### GIVEN TEXT:
** Begin **

True Line Trains CC&F Snowplow Announcement – Including AC


This past Friday, True Line Trains made an announcement for their next rolling stock model: a HO scale Canadian Car & Foundry snow plow, based on a common design that was owned by Canadian National, Pacific Great Eastern (later British Columbia Railway), Ontario Northland and Algoma Central. (Apparently they will be doing CP versions with different details next.) A fall 2014 release is currently projected.

Some of the features of the model include DCC controlled operating lights and wing blades, and even sound (air horn, and I’m guessing air noises for the pneumatically operated moveable equipment on the plow). While fascinating to have all of these operating features, I wonder how many people actually model a winter layout and would actually make much use of these, and as I’m modeling a summer period it seems a little excessive for something that will sit on a side track in Hawk Junction yard and essentially be little more than a scenic item (non-DCC/sound versions are not listed as going to be available). But I guess this is still better than trying to track down some long out of production brass model of a CN plow to custom paint. And even with the fancy electronically controlled operating features that probably won’t get used much other to test them out and say “Hey, that’s pretty neat!” this is still probably cheaper than the alternative.

The product list includes Algoma Central: plow AC 10105 and two paint versions are listed: a black scheme, and a red scheme. The black scheme would be the “true” AC colours; the ACR’s two plows, AC 10104* and 10105, were painted black into the 1990s when the ACR was acquired by Wisconsin Central in 1995. Sometime shortly after the WC purchase, the two plows were both repainted into the WC’s maroon and gold colours; this would be the “red” scheme mentioned and pictured (at bottom left) on the TLT ad copy.

** End **

### Records contained in a dataset:
** Begin **

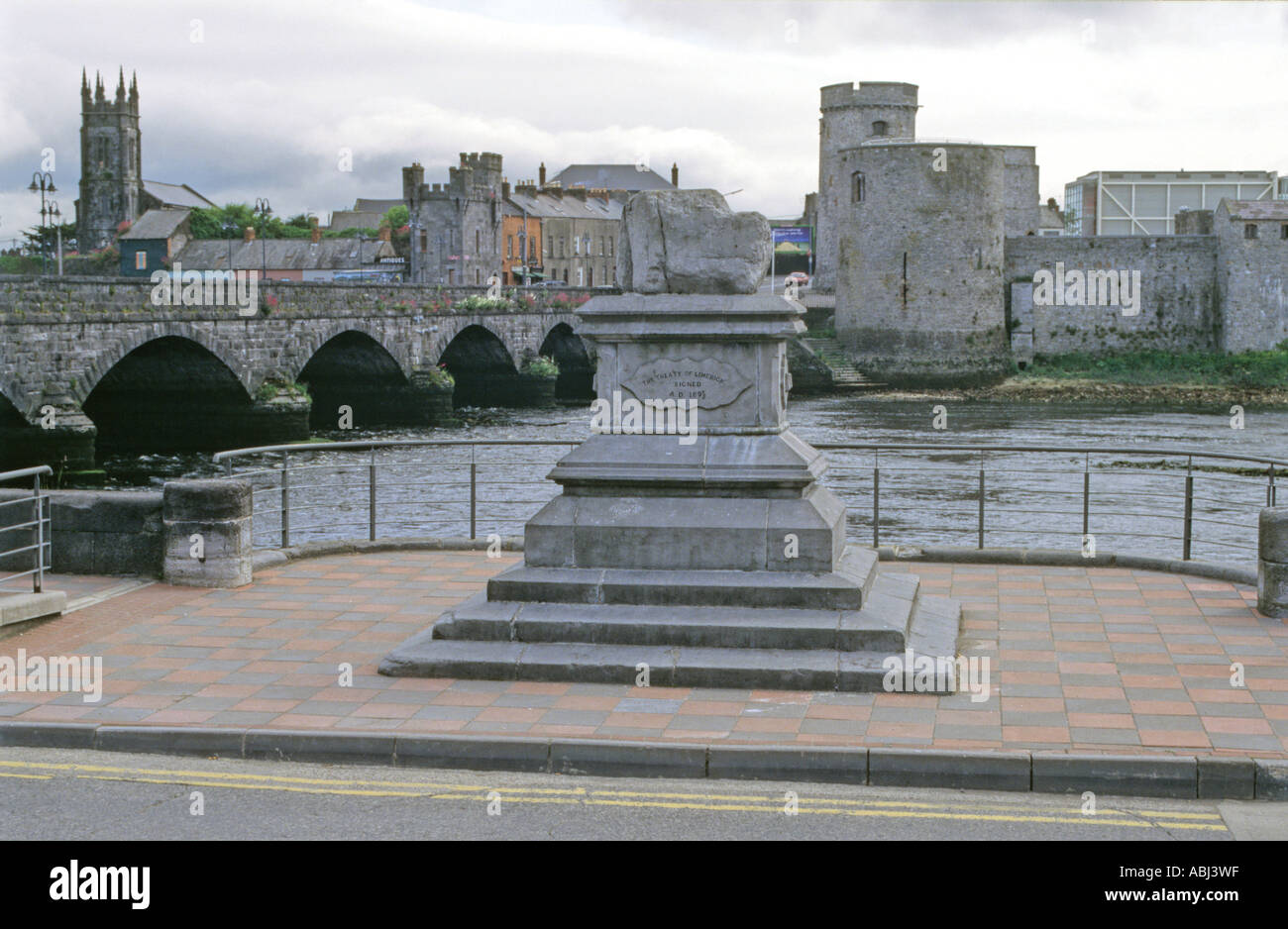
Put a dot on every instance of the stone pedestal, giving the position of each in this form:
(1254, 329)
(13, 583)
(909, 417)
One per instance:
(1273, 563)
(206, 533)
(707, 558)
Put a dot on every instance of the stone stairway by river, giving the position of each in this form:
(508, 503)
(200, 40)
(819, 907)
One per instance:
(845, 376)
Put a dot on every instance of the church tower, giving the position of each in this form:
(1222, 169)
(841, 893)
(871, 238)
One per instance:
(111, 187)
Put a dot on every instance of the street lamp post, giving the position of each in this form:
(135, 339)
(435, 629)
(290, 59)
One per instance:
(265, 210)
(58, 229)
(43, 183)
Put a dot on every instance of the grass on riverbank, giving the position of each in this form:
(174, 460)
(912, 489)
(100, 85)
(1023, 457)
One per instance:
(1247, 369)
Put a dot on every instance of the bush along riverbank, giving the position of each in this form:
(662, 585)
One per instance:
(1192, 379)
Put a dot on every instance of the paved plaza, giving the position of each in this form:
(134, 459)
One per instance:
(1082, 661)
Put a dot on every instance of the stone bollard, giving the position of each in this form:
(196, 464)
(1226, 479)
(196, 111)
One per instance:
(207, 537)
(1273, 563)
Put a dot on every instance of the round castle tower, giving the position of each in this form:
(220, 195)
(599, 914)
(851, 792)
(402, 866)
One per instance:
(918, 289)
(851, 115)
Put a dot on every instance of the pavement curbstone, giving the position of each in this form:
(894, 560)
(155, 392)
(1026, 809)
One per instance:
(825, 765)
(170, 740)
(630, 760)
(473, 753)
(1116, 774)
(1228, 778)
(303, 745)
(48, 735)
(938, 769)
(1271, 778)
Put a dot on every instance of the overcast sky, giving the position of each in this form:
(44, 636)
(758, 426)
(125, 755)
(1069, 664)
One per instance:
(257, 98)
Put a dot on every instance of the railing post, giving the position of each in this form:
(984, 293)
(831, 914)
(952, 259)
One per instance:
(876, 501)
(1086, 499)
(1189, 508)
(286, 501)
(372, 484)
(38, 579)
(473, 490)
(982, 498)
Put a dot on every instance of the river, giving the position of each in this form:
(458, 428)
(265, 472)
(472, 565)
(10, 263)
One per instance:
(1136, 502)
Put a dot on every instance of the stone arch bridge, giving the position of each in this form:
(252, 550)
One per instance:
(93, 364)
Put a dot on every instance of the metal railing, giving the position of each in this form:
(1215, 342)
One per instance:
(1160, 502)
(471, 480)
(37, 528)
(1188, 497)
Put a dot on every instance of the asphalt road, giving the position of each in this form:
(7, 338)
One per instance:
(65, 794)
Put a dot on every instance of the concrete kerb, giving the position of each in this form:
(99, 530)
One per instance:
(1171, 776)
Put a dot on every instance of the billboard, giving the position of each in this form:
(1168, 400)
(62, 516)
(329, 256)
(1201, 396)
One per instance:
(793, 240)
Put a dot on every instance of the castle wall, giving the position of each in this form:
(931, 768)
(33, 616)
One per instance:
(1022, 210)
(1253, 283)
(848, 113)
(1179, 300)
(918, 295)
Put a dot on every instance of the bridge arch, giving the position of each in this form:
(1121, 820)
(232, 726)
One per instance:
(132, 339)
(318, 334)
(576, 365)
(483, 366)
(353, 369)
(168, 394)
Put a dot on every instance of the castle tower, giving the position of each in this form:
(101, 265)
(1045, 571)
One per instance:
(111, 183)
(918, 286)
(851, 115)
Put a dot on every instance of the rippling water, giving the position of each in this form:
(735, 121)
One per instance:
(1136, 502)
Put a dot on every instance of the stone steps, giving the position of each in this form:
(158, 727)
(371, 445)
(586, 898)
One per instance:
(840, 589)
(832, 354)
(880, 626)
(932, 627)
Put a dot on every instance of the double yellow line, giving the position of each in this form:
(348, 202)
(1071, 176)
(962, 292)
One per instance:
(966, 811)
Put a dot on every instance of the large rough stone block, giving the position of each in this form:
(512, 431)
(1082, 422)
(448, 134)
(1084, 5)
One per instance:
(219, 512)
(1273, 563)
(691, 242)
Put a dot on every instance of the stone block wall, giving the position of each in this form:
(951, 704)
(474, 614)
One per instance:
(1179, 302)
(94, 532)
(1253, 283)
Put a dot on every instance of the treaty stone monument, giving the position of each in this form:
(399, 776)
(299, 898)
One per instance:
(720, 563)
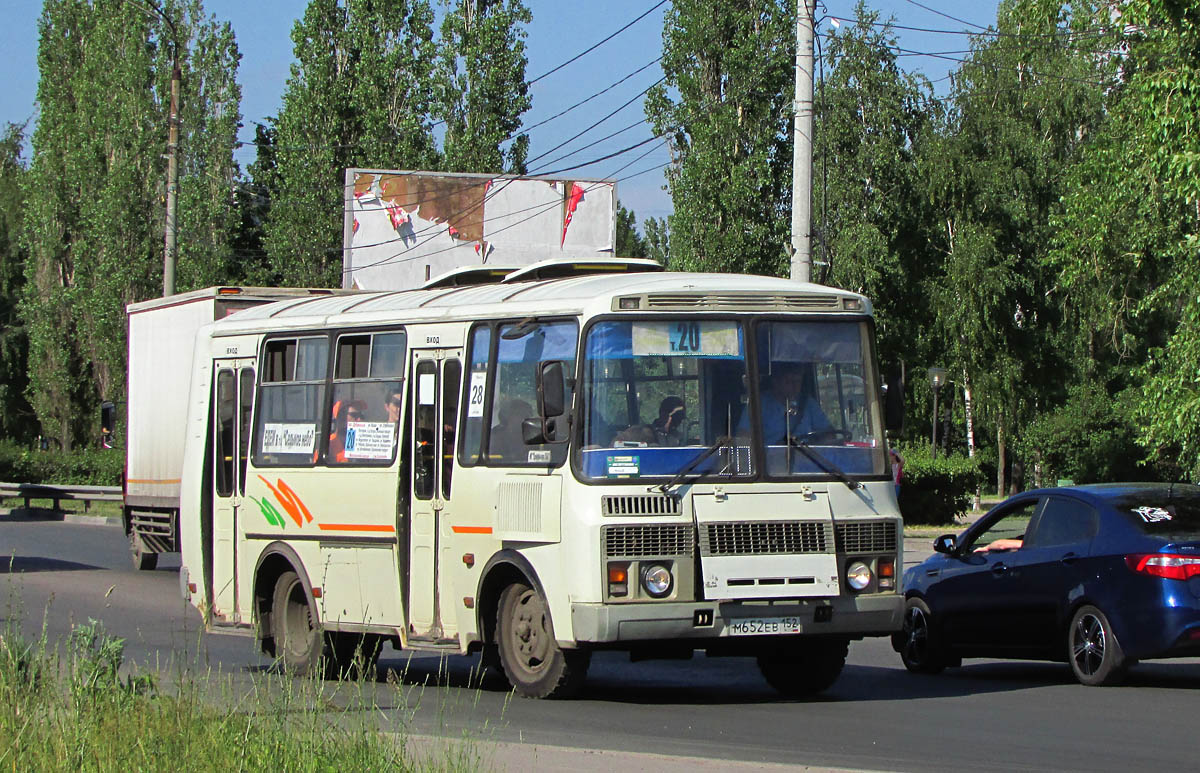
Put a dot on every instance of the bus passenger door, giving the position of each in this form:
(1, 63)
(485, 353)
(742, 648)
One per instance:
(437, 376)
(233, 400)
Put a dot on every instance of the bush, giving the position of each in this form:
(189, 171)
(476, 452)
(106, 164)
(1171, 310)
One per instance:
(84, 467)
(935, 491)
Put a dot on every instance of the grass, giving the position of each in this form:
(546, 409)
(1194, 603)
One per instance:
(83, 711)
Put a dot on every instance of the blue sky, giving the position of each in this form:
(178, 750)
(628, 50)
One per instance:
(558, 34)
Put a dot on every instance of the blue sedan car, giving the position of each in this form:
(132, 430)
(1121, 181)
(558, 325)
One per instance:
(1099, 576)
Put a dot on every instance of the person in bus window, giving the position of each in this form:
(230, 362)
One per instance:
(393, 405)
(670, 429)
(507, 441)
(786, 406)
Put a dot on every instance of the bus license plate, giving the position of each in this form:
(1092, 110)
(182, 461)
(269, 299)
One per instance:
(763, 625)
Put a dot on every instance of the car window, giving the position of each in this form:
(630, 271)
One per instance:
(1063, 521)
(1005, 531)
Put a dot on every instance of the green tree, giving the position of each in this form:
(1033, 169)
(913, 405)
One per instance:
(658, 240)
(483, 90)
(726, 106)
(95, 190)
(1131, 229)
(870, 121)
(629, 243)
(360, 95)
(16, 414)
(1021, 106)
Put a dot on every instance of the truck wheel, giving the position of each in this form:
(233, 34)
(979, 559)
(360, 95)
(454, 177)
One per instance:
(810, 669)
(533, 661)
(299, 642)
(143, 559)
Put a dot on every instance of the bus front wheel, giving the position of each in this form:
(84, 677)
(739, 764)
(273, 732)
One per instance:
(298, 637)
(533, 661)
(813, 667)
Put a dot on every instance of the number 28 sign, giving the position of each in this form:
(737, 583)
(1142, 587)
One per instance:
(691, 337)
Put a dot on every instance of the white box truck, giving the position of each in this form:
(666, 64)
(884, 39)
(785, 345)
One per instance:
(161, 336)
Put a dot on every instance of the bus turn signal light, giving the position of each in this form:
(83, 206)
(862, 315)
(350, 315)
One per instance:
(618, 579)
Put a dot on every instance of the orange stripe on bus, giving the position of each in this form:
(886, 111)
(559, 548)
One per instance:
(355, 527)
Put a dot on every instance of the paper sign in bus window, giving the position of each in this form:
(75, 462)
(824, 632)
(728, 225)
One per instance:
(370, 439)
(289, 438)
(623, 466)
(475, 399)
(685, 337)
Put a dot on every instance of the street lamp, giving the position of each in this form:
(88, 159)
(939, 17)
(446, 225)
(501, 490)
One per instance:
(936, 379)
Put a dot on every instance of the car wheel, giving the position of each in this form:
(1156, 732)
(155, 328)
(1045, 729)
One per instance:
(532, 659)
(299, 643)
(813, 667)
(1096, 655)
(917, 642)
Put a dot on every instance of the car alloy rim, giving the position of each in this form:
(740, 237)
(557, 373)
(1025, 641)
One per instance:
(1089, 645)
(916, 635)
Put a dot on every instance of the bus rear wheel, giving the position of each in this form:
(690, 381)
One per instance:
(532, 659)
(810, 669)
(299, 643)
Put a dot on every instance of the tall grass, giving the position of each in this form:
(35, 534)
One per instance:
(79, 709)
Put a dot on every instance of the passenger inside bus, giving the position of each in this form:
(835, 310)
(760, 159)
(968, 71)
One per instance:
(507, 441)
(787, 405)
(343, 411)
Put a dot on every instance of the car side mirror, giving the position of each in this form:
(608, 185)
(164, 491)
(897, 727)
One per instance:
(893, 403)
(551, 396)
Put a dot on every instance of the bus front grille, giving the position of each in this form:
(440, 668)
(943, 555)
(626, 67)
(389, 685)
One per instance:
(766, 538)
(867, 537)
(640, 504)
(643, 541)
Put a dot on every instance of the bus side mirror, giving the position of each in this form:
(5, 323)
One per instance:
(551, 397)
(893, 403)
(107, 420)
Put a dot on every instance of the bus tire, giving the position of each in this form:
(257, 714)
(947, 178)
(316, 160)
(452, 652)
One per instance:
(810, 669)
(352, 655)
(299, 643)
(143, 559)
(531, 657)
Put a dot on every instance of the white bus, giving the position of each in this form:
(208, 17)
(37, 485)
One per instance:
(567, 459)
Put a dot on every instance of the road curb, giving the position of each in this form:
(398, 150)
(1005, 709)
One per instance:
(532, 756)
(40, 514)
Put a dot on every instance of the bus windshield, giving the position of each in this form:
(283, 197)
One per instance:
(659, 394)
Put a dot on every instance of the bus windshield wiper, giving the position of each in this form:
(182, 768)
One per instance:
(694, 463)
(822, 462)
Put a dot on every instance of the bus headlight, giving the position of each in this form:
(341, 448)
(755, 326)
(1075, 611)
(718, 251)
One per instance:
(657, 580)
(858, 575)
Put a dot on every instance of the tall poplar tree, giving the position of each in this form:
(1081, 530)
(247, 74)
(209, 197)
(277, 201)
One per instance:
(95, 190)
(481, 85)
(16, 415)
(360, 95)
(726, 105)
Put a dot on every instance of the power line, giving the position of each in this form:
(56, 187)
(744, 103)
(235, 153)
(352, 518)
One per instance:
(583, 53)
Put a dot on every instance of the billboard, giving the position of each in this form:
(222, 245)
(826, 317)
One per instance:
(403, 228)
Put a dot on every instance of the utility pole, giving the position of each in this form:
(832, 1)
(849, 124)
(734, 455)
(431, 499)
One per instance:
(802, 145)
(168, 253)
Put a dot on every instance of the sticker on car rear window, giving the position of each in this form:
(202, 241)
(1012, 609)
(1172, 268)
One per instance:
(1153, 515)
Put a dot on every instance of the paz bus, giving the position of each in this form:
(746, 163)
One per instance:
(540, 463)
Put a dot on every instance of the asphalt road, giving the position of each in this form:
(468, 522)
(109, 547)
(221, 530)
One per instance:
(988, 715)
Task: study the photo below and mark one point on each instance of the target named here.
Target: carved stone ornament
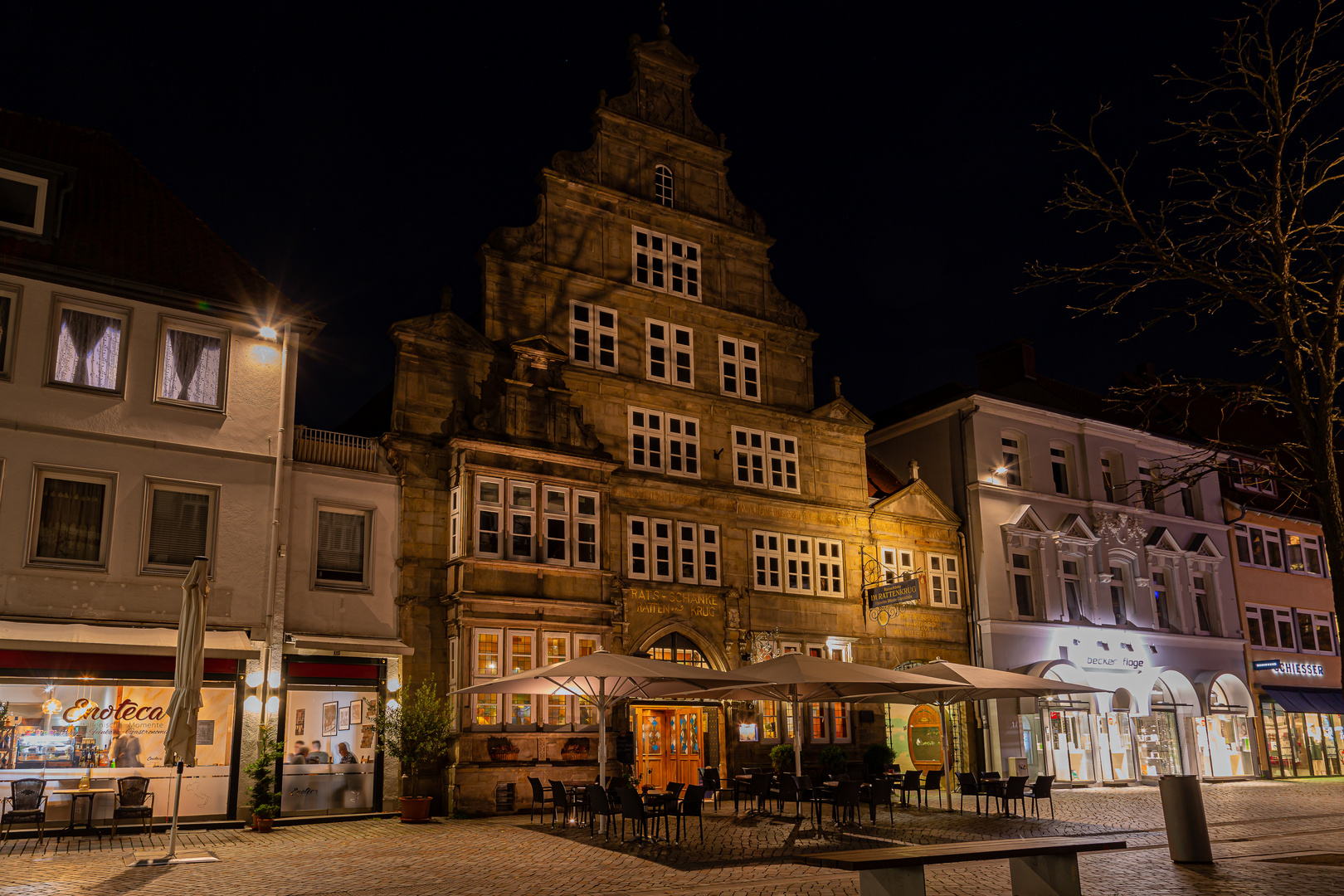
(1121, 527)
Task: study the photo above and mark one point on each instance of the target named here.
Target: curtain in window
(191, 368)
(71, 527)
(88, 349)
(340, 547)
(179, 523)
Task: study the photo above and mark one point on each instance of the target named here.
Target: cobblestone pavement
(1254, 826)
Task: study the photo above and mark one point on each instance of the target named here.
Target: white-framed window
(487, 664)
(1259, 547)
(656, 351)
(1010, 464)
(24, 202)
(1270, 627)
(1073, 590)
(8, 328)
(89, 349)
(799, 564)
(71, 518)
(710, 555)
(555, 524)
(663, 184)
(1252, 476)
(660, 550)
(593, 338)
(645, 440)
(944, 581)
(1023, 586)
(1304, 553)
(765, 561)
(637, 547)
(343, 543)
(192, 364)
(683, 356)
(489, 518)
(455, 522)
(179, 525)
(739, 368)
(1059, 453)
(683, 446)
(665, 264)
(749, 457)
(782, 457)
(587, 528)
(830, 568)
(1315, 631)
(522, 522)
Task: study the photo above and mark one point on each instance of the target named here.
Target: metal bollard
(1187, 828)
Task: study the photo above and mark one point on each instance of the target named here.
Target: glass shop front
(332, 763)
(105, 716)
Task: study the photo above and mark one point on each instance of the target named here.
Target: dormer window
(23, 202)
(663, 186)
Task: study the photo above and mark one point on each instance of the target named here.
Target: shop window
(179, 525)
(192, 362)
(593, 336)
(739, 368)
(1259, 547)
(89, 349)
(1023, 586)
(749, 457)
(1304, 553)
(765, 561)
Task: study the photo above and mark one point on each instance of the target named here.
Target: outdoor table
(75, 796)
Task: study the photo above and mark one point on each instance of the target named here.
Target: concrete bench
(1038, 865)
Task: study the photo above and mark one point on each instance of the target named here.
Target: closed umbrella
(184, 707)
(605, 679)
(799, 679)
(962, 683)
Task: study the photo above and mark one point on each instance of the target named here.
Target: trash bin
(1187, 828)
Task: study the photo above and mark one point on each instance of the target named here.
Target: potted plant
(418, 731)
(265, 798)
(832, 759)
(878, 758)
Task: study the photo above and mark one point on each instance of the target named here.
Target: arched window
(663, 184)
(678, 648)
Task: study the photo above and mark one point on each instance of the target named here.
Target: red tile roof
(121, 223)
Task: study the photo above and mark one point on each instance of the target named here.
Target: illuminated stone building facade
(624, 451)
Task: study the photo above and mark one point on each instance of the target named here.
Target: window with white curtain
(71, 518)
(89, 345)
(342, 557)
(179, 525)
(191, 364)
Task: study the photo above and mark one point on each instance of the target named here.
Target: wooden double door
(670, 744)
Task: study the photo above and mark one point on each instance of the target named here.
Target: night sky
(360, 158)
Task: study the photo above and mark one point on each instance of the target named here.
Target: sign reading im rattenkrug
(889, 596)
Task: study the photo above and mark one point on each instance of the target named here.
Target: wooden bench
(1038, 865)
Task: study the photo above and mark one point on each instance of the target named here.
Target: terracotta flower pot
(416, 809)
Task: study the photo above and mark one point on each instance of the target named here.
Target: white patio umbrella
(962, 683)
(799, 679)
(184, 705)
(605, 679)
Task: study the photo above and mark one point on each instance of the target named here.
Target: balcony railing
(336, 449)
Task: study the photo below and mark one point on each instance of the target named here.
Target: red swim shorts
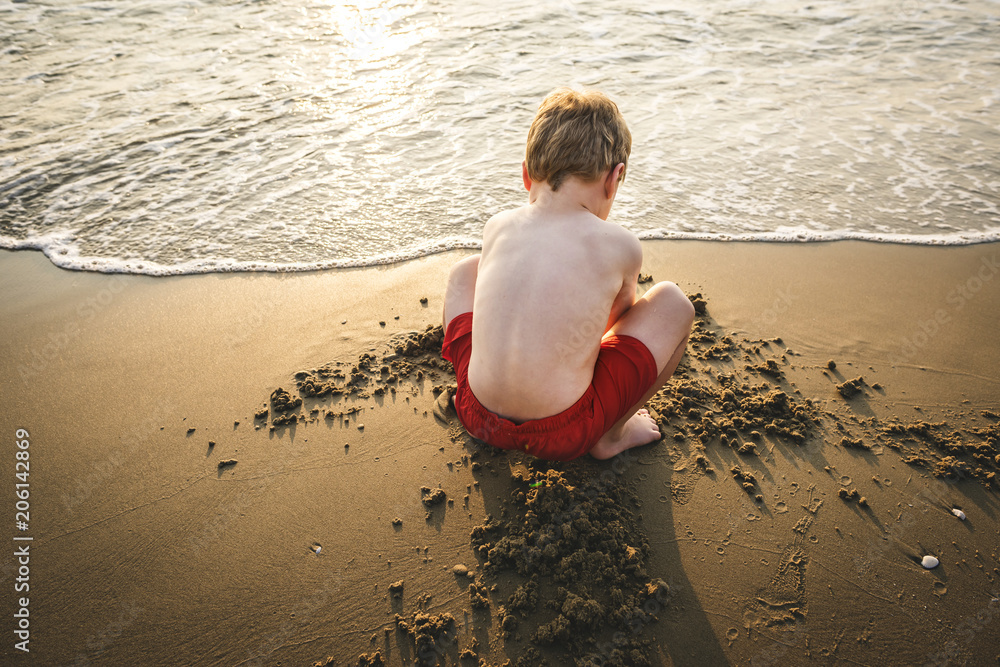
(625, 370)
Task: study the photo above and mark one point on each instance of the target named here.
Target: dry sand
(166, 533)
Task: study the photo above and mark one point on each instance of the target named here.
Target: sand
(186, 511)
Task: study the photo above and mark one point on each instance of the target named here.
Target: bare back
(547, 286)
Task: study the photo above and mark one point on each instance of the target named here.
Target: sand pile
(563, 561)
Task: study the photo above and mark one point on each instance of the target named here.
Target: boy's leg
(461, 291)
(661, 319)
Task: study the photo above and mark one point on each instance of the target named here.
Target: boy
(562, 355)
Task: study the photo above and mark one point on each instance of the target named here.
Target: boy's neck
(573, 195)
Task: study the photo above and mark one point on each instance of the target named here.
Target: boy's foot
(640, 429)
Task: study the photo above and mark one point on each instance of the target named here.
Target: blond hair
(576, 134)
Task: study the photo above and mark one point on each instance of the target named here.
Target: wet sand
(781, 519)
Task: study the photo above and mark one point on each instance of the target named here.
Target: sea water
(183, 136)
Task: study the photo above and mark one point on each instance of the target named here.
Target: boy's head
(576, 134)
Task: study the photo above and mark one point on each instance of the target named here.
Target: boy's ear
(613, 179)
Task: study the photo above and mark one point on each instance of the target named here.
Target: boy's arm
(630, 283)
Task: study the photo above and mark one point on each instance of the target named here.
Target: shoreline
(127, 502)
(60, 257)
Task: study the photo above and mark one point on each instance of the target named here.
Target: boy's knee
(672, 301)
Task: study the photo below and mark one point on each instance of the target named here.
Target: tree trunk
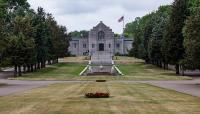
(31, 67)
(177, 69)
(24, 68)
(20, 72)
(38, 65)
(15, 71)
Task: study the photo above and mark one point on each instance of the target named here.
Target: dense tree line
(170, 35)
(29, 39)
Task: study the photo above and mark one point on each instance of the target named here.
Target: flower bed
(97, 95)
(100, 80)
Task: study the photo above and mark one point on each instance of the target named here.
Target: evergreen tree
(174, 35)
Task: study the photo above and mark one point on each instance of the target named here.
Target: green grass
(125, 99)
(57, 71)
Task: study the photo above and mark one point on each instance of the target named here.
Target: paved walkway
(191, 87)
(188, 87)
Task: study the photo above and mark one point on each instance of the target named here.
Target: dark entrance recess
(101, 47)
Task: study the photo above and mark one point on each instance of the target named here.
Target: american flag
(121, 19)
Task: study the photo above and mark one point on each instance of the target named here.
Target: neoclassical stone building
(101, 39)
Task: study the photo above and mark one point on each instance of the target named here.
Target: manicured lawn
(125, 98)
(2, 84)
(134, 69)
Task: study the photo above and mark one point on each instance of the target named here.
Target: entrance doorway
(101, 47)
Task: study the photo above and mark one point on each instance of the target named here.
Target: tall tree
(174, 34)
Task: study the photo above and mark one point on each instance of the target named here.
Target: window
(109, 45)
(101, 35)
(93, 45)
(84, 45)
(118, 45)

** End **

### CHALLENGE A:
Please transcribe everything in the snowplow post from "The product list" down to "TLT ad copy.".
### CHALLENGE B:
According to the snowplow post, when is the model's release currently projected?

### COMPLETE RESPONSE A:
The product list includes Algoma Central: plow AC 10105 and two paint versions are listed: a black scheme, and a red scheme. The black scheme would be the “true” AC colours; the ACR’s two plows, AC 10104* and 10105, were painted black into the 1990s when the ACR was acquired by Wisconsin Central in 1995. Sometime shortly after the WC purchase, the two plows were both repainted into the WC’s maroon and gold colours; this would be the “red” scheme mentioned and pictured (at bottom left) on the TLT ad copy.

### COMPLETE RESPONSE B:
Fall 2014.